## start DATA PROVIDED

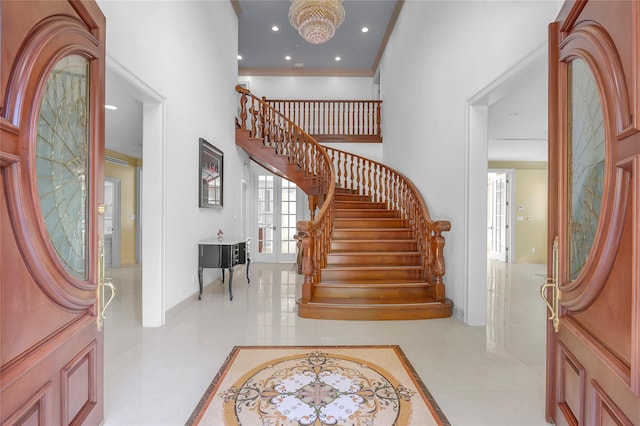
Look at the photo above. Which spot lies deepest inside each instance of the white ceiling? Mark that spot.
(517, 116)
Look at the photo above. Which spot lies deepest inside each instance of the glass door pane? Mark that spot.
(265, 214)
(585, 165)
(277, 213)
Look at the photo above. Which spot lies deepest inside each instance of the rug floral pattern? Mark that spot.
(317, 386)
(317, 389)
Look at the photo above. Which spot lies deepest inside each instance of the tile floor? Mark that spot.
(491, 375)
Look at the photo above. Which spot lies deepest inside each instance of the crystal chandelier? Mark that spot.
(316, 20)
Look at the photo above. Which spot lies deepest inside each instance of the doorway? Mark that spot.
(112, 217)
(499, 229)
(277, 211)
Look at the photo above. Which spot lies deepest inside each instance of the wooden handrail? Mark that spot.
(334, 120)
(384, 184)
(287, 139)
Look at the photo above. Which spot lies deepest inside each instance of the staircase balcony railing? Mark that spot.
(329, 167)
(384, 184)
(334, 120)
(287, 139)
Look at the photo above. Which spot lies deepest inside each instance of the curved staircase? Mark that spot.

## end DATA PROVIDED
## start DATA PROVIDED

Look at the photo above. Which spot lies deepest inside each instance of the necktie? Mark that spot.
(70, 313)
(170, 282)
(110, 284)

## end DATA PROVIDED
## start DATA PROVIDED

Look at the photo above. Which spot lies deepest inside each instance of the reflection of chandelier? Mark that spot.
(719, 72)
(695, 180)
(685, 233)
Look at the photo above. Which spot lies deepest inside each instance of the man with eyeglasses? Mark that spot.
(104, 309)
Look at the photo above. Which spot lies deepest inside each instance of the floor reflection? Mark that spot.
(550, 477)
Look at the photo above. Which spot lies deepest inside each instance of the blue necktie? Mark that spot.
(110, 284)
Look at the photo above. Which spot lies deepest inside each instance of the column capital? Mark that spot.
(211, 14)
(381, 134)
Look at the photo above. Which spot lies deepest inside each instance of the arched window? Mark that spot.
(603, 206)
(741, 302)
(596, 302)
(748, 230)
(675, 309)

## end DATA PROVIDED

__EXERCISE AIM__
Swap "doorway" for "entryway" in the listing, starting at the line containing "crystal chandelier? Mark that spot." and ending at the line containing "staircase? Mark that spot.". Give only those lines again, with nothing else changed.

__THE SOLUTION__
Look at the photo above. Which spot lies deepest inside each instance of the crystal chandelier? Mark that spot.
(316, 20)
Look at the photo above. Which spot lies deepest inside each instance of the entryway? Mark that spot.
(112, 217)
(499, 229)
(277, 211)
Look at the photo above. Which spot lies deepest inside each instance of the wooden handrail? Mark that spot.
(334, 120)
(384, 184)
(287, 139)
Look at the photo above. Which spot lies deepest inside each instance of the staircase balcony railing? Mark that spot.
(329, 167)
(384, 184)
(334, 120)
(287, 139)
Look at the photo above. Which spot lies deepest inside each instance of the curved staircase? Mark that spot.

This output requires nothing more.